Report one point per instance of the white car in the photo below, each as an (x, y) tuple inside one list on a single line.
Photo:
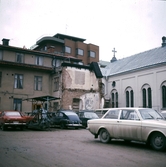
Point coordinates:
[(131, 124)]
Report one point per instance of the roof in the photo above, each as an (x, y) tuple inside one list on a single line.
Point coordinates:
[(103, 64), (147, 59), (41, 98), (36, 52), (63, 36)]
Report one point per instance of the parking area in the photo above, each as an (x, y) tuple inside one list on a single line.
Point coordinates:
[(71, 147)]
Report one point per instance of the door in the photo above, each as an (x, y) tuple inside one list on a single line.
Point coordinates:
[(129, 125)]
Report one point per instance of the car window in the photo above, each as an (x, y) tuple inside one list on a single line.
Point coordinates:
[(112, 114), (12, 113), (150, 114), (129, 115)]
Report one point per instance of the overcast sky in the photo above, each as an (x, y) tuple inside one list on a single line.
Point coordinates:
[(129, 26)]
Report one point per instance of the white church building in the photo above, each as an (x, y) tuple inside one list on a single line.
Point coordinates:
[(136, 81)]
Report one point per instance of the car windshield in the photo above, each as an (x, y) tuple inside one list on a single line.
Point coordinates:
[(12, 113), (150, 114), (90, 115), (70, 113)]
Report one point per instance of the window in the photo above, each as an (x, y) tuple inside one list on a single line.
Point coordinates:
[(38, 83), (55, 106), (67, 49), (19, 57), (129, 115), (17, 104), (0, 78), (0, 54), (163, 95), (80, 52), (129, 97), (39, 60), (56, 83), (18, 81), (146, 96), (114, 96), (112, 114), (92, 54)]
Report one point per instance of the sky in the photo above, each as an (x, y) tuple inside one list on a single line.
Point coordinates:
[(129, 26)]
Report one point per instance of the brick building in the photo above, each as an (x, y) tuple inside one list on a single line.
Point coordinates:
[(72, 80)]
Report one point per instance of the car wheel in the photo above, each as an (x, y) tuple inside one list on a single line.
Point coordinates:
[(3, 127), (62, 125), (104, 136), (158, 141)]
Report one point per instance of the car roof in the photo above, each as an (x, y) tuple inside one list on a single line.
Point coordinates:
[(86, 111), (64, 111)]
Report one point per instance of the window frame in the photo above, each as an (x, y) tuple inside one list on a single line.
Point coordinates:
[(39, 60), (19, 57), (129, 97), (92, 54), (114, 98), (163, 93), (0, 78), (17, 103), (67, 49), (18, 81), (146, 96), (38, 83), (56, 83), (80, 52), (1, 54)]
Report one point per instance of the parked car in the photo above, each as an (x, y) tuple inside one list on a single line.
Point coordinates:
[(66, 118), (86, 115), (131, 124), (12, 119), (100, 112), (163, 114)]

==

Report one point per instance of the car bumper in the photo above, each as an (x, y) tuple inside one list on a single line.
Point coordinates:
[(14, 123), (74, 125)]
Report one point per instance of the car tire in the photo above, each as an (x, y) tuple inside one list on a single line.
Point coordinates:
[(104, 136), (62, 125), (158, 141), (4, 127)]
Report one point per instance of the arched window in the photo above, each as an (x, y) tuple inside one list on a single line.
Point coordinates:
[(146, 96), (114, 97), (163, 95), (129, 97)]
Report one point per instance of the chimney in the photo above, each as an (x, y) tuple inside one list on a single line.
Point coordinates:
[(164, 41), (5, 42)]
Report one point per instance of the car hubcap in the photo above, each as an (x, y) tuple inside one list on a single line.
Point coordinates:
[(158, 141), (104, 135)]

---

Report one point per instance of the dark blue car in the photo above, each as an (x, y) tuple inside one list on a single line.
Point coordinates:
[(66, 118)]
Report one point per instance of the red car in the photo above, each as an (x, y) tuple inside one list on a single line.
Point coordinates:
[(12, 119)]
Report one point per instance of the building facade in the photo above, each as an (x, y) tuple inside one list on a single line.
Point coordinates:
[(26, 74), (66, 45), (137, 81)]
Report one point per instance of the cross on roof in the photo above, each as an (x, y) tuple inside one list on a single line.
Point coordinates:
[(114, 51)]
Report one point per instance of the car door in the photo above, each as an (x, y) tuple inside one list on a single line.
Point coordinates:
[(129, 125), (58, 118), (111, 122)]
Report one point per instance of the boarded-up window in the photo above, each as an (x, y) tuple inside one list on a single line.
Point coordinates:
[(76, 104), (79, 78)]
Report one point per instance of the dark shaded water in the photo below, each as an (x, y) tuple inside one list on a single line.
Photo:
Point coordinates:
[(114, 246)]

_Exercise directions_:
Could you give the material again, from the line holding "Report one point per instance of the white car" through the line holding "114), (92, 54)]", inclusive, with every "tuple" replaced by "pair", everything else unchanged and the picture left out?

_Solution to this problem_:
Report one point per instance of the white car in the photo below, each as an (x, y) pair inside one list on a single line.
Photo:
Point coordinates:
[(131, 124)]
Report one point per instance of the roof in the photo above, each as an (x, y) pair inside one list on a single line.
Point coordinates:
[(103, 64), (147, 59), (41, 98), (36, 52), (63, 36)]
Report one point per instance of the parking area in the photo above, each as an (x, y) pair inside one list on a single line.
Point coordinates:
[(71, 147)]
Report one point per instance of the door in the photo above, each as an (x, y) pair inside one list on a single line.
Point coordinates:
[(129, 125)]
Report one point per instance of the car window in the photo above, each as an (x, y) pair inside one list on a single line.
Point coordinates:
[(112, 114), (12, 113), (150, 114), (129, 115)]
Report one point per instance of the overcast sky in the photo above, each as an (x, y) pair inside one list on a single line.
Point coordinates:
[(129, 26)]
Report one point per instance of the white church building in the photo above, each as an (x, y) pair inside one list on a single line.
Point coordinates:
[(136, 81)]
Report one point per instance of the car windshield in the photo above, each as an (x, y) pair inside one list on a single line.
Point coordinates:
[(12, 113), (150, 114), (90, 115), (70, 113)]
Report one point per instance of the window in the photo above, each as an (x, y) pair inside one list on a single line.
Point coordinates:
[(38, 83), (55, 106), (67, 49), (19, 57), (129, 115), (17, 104), (0, 78), (0, 54), (163, 95), (80, 52), (129, 97), (39, 60), (56, 83), (18, 81), (146, 96), (114, 96), (112, 114), (92, 54)]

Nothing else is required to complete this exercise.